Dicono non senza ragione che il Presidente del consiglio è fallito perché i particolarismi potenti nella maggioranza hanno corroso la sua autorevolezza, il suo governare, il suo desiderio di risanare non solo l'economia ma l'etica pubblica. Ma le forze vincenti sono ben più vecchie dei vecchi impedimenti che hanno reso così difficile il compito di Prodi e che ce l'hanno mostrato negli ultimi venti mesi così solo, come Franca Rame ha scritto con cristallina sconsolatezza sulla Stampa del 25 gennaio: «Prodi, in quel suo governo, di fatto, si è trovato come un condannato agli arresti domiciliari con manco un cane che gli portasse le arance... non l'avete mai considerato? Andavano da lui solo a imporgli, a chiedere e a ricattare. Bella gente!». Questa bella gente gli ha impedito di fare quel che si era ripromesso: una legge sul conflitto d'interessi, una legge che sottraesse le televisioni al dominio dei politici. Questa bella gente ha chiuso e chiude gli occhi davanti alla triplice violazione della Costituzione di cui Berlusconi si è reso colpevole: delegittimazione non solo dell'iniziale voto alle legislative ma anche del voto delle Camere (il ricorso alle piazze in caso di fiducia del Senato vuol dire questo); controllo dei mezzi televisivi da parte di un candidato alla guida del Paese; corruzione dei senatori come appare dalle intercettazioni dei colloqui tra Berlusconi e Saccà, manager della Rai.

I partiti che hanno partecipato all'esperienza Prodi escono particolarmente malconci, perché più d'ogni altro si prestano all'equivoco, scambiando il vecchio per il nuovo. Cosa resta infatti del centro sinistra? Resta lui, Prodi, che si è battuto usando la forza durissima della sua testa («Sembra un ferro da stiro o il muso di un'escavatrice», scrisse Eugenio Scalfari) e che contro praticamente tutti ha deciso di contare i fedeli in Parlamento e dunque di far politica pubblica in pubblico, non nelle segrete dei partiti. Resta un'estrema sinistra, che ha fatto il tentativo di governare contro se stessa, contro il proprio istinto, che ha ripetutamente teso la corda ma sarà influenzata da un esperimento di gestione responsabile che non è stata lei a rompere.

• • • • •

BREVE ESERCIZIO A. Secondo il testo sul governo Prodi, perché i partiti che hanno partecipato all'esperienza Prodi ne escono particolarmente malconci? Rispondi in una o due frasi.
BREVE ESERCIZIO B. Riporta in una tabella Markdown con le colonne «n» e «Riga» le righe dei record riportati sotto, da quella che contiene "The pointer SHOULD return, for each instance of the antenna" giù fino a quella che contiene "75], [48, 33]]", entrambe incluse. Ometti le righe vuote.

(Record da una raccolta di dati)
• • • • •

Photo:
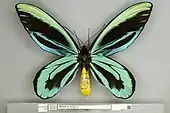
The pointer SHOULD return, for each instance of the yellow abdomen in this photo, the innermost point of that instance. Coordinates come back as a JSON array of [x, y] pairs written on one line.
[[85, 87]]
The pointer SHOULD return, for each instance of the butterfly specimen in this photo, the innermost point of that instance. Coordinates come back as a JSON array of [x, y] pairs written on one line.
[[94, 59]]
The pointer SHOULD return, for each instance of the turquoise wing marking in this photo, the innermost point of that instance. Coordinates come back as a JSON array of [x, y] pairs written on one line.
[[48, 33], [55, 76], [123, 30], [112, 75]]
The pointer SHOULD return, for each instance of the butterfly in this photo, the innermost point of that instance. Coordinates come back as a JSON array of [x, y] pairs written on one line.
[[53, 37]]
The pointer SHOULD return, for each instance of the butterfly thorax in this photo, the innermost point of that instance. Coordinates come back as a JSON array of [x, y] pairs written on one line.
[[84, 57]]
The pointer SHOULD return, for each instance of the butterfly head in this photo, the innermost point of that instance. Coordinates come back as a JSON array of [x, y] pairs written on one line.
[[84, 57]]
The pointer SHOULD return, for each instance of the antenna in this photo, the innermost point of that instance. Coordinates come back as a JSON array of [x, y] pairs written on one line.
[[78, 40], [95, 34]]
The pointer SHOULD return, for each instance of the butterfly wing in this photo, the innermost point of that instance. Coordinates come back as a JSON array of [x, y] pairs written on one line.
[[114, 76], [51, 37], [119, 34], [123, 30], [56, 75], [48, 33]]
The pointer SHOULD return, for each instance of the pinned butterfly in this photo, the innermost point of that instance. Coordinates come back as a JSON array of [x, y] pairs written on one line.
[[94, 60]]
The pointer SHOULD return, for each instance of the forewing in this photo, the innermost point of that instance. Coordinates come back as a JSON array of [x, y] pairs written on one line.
[[45, 31], [112, 75], [122, 31], [56, 75]]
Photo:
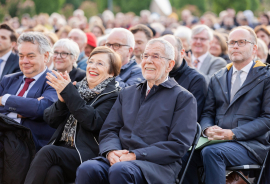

• • • • •

RISULTATO DELL'ESERCIZIO A. Ne escono particolarmente malconci perché, più d'ogni altro, si prestano all'equivoco, scambiando il vecchio per il nuovo.

RISULTATO DELL'ESERCIZIO B.
| n | Riga |
|---|---|
| 1 | The pointer SHOULD return, for each instance of the antenna in this photo, the innermost point of that instance. Coordinates come back as a JSON array of [x, y] pairs written on one line. |
| 2 | [[78, 40], [95, 34]] |
| 3 | The pointer SHOULD return, for each instance of the butterfly wing in this photo, the innermost point of that instance. Coordinates come back as a JSON array of [x, y] pairs written on one line. |
| 4 | [[114, 76], [51, 37], [119, 34], [123, 30], [56, 75], [48, 33]] |